EXERCISE INSTRUCTIONS>
(A) Duplicate the part of the text on content provider and repo sync from "Content Provider Sync" up to and including "implementation was designed.".
(B) In the text on content provider and repo sync, what are content sources now called?
(C) Extend the text on content provider and repo sync, picking up from its last sentence.

QUOTED TEXT>
——————
However, recent enhancements to the content subsystem such as distribution and errata synccing along with feedback from the UX team have driven us more towards a channel-centric (now called repo) model. This model changes the responsiblity of the content sources (now called content providers). Both content providers and repos have separate sync jobs that perform different functions.

Below is a high level explanation of the responsibilities of content provder sync v. repo sync.

Content Provider Sync

Candidate Repos - Ask the content provider for a list of repos, if any, it would like to introduce into the system.

Repo Sync

Package Metadata - Request a report containing package additions/updates/removals from each content provider associated with the repo. At this point, just the metadata about the package is downloaded the bits are downloaded through a separate call to the plugin. This report will be scoped to just the repo being syncced, which represents a large change in how the initial implementation was designed.
Package Bits - For all packages that do not have their bits downloaded to the RHQ server, request the bits from the content provider which introduced the package (assuming it's not a user added package). This request will only occur for content providers assigned to the repo that are not configured for lazy load.
Distribution Tree Metadata - Very similar to synccing package metadata, the distribution tree metadata for this repo are requested from each associated content provider.
Distribution Tree Bits - Also very similar to the package model, the bits for each distribution tree found for the repo are downloaded.
Errata - This is currently being developed in Sprint 3.
——————
SOURCE MATERIAL>
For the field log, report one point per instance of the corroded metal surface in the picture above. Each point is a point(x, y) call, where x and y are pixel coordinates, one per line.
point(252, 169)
——————
ANSWERS FOR THIS EXERCISE>
(A)
Content Provider Sync

Candidate Repos - Ask the content provider for a list of repos, if any, it would like to introduce into the system.

Repo Sync

Package Metadata - Request a report containing package additions/updates/removals from each content provider associated with the repo. At this point, just the metadata about the package is downloaded the bits are downloaded through a separate call to the plugin. This report will be scoped to just the repo being syncced, which represents a large change in how the initial implementation was designed.

(B) Content providers.

(C)
Implementation

Summary

Quartz is used to schedule the two synchronization tasks (content provider and repo). The jobs call EJB methods to begin the synchronization, which forward to the ContentProviderManager class which determines what tasks are done as part of the sync and make the appropriate calls to the plugins. The results of those calls are then passed to EJB methods to process the incoming data and make the necessary changes to the RHQ database.

Classes

ContentProviderSyncJob - Quartz job implementation that handles triggering a content provider sync.
RepoSyncJob - Quartz job implementation that handles triggering a specific repo sync.

ContentProviderManager - Ultimately handles talking back and forth with the server-side plugins. This class contains high-level methods for the sorts of tasks we want to do with content plugins, such as requesting bits be loaded or a repo be syncced. Since there is a lot of code in this class to general tasks, the logic for each type of sync was split out into their own classes:

DistributionSourceSynchronizer - Handles the logic for synchronizing distribution trees and their bits.
PackageSourceSynchronizer - Handles the logic for synchronizing package metadata and bits.
RepoSourceSynchronizer - Handles the logic for synchronizing candidate repos into the system.

Various EJBs - A number of EJBs come into play, including ContentSourceManagerBean, ContentManagerBean, DistributionManagerBean, and RepoManagerBean.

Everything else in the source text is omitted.